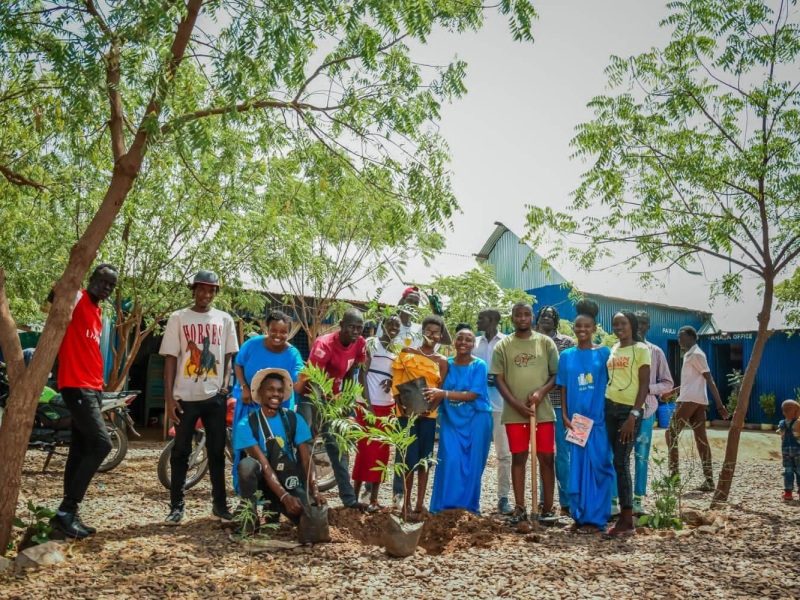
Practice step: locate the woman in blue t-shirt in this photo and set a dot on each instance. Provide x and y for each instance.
(583, 376)
(270, 351)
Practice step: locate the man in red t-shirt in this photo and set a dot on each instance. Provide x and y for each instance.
(80, 382)
(340, 354)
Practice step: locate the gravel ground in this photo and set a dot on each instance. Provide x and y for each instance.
(133, 555)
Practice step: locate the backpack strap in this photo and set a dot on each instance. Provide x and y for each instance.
(289, 420)
(253, 421)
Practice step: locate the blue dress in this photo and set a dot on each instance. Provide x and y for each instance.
(252, 357)
(591, 476)
(464, 438)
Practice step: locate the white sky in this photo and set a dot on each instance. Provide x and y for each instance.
(509, 136)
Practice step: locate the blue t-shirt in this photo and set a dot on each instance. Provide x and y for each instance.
(254, 356)
(585, 375)
(243, 434)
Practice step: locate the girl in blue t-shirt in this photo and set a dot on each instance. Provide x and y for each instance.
(583, 376)
(269, 351)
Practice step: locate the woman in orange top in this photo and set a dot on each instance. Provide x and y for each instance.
(411, 364)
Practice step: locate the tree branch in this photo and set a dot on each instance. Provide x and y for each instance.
(20, 180)
(336, 61)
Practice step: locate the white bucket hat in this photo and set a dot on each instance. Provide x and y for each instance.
(288, 386)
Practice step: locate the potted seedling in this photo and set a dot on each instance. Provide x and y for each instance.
(767, 402)
(401, 538)
(331, 412)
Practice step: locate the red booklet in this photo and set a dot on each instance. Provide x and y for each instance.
(581, 428)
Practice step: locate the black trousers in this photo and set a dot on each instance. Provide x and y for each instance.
(251, 481)
(211, 413)
(616, 415)
(89, 446)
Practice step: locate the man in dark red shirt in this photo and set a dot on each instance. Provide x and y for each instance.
(80, 381)
(340, 354)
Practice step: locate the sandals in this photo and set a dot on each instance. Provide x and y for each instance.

• [Exercise description] The records above are to be restated exactly, without their pictures.

• [Expected answer]
Practice step: locate the woman in blue t-shirt in this photo and set a dot on each instance. Provide x and y for each instance.
(583, 376)
(270, 351)
Practice step: locate the man in red t-shirt in this photo and set a dot on each instance. Provide x and y for each instance.
(80, 382)
(340, 354)
Practice step: locate the gravel ground in this photo and set a dot on each instance. Provide x and y for each instance.
(133, 555)
Practice step: locate the backpack strap in this photo and set a dot on each instance. Provide x and y for each instance.
(289, 420)
(253, 421)
Practice step: locate the blue dress in this photo and set a dot on each instance. Provide x and y for each instance.
(252, 357)
(591, 476)
(464, 438)
Practice step: locate the white sky in this photo and set a dot on each instance. Provide x and y for each instance.
(509, 136)
Practice step: locate the blue t-shirt in this photo and set a dot on each instance. Provide x and y for each instance.
(254, 356)
(585, 375)
(243, 434)
Practice step: locate the girl in blue t-shirt in this photo and set a dot on each instance. Provide x and y for each instance.
(583, 376)
(269, 351)
Practice step: locate the woman in orange top in this photo and set a dot on each instance. Provide x and y for each instance.
(411, 364)
Practice step: locate the tree branch in this photo and set a dot on each instance. Provide x and y for each instance.
(20, 180)
(336, 61)
Practice step: locate the white bucket hat in this photo and set a dot on each instance. Provide x and y for each instance.
(288, 386)
Practice step: locate the potted seedling in this photo and set a dot on each instance. Provide x and y for each instance.
(767, 402)
(401, 538)
(331, 412)
Practice step: locate the red booklet in this photo and set a dot on each instance. Provide x and y for each instance.
(581, 428)
Practice step: locate the black trousers in this photo and set a dot on each instance. Provide x and y for each instance.
(251, 481)
(211, 413)
(616, 415)
(89, 446)
Practice step: locate the man in dark red shirt in this photo and set a dot on each instance. Provide x and y for each instance.
(80, 381)
(340, 354)
Practice step: locate the sandals in this photo and set a dot on each instance. Provide x and y for each instance.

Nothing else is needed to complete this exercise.